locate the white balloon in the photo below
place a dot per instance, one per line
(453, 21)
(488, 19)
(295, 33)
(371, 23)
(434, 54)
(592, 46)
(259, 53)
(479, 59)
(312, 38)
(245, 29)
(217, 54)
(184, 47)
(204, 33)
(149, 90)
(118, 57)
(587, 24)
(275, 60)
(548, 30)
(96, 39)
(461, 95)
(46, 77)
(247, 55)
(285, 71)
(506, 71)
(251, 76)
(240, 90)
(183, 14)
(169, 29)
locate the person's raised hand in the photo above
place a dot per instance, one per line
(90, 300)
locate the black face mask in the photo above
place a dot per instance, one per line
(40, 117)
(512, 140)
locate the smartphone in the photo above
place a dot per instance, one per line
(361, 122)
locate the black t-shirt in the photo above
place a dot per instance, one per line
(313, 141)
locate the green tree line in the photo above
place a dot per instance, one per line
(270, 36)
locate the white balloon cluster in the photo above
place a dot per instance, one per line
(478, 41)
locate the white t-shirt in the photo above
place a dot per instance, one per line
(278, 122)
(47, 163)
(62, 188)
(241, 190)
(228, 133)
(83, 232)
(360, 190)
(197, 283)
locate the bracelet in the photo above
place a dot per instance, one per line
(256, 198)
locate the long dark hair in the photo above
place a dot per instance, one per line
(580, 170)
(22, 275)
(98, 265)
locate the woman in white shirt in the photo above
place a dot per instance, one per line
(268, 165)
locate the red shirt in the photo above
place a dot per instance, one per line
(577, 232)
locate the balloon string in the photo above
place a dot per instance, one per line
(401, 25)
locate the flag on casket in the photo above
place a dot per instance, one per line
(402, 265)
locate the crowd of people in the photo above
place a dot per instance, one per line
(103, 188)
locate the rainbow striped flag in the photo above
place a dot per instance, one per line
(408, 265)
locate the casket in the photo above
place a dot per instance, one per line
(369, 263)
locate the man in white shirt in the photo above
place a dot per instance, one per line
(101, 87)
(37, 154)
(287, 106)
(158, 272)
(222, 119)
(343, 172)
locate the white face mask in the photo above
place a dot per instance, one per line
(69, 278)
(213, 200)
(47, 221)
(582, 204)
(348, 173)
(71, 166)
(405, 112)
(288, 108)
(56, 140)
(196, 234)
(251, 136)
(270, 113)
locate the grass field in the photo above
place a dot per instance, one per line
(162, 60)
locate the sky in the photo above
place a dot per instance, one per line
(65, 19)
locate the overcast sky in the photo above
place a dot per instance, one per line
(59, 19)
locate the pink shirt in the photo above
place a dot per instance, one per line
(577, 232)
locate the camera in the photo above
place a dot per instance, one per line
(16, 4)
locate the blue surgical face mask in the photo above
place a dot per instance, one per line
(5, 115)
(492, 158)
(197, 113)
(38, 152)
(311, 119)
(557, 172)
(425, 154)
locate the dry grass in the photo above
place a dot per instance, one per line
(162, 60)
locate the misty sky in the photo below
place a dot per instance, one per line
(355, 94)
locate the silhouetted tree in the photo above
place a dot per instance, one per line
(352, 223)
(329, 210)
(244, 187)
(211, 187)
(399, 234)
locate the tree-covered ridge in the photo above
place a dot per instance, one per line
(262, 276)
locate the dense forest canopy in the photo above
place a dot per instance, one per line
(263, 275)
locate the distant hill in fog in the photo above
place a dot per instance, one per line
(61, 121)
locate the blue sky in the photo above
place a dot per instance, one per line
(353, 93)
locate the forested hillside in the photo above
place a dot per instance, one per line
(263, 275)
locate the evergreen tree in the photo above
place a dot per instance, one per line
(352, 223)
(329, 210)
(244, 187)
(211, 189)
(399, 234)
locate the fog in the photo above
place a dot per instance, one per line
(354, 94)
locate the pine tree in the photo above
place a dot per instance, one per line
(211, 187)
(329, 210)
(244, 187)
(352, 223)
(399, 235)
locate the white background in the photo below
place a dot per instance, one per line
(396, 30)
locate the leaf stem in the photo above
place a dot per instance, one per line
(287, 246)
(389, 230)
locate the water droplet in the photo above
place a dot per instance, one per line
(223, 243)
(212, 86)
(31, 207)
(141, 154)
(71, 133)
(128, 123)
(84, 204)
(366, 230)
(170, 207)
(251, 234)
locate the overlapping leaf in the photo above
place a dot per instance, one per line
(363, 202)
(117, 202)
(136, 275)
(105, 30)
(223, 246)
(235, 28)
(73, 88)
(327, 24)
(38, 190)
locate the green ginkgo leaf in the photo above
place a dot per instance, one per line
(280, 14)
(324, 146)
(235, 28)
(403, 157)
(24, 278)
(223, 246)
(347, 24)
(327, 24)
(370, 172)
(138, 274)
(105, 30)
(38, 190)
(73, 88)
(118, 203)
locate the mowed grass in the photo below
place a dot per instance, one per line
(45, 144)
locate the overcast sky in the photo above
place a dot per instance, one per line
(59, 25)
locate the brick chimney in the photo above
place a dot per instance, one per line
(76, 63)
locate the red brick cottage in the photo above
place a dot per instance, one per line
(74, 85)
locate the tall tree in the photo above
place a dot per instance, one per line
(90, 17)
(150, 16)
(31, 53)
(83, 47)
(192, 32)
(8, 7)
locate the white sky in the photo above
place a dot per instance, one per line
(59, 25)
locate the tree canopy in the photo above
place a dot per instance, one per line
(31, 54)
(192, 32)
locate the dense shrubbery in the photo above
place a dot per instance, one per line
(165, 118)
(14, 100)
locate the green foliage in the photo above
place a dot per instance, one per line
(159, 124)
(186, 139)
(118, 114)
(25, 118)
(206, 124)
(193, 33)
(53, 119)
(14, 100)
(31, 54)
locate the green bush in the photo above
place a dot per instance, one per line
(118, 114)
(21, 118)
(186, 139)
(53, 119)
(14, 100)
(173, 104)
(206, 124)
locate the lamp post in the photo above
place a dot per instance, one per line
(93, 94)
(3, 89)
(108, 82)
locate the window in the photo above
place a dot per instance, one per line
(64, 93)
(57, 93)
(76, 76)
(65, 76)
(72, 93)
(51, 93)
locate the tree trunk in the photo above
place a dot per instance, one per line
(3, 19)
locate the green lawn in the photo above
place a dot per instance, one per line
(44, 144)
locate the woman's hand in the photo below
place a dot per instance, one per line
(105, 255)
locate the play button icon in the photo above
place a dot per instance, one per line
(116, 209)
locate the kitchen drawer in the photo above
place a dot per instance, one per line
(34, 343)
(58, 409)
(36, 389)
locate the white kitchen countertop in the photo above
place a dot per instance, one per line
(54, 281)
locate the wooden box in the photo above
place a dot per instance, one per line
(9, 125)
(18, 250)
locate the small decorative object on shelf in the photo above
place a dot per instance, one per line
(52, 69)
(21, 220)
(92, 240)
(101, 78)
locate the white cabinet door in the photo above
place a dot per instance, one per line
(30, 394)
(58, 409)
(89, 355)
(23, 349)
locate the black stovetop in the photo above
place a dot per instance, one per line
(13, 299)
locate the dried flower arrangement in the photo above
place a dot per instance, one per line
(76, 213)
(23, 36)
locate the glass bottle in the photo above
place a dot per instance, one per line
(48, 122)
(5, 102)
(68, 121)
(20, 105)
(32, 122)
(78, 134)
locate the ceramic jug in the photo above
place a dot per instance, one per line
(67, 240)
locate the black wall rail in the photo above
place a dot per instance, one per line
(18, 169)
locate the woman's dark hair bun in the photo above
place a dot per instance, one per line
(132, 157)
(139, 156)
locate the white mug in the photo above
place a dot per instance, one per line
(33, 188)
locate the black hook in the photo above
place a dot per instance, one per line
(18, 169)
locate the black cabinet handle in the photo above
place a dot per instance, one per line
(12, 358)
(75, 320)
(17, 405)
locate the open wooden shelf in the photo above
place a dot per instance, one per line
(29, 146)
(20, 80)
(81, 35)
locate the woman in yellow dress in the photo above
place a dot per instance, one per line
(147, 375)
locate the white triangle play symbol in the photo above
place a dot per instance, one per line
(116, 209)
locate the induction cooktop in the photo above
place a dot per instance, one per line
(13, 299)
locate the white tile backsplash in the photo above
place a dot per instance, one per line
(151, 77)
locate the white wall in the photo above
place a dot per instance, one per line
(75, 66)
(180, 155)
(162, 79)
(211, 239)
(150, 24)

= = = =

[Work to do] Starting with the row that contains "locate the white wall in the photo above" and going on through the last row, give those rows again with their requests, but scale every coordinate in the answers by 1.5. Round each result to a whole number, with halves going up, and leave the requests unchanged.

[Complete output]
locate the white wall in the photo above
place a dot per instance, one per line
(113, 99)
(270, 233)
(243, 119)
(317, 359)
(225, 36)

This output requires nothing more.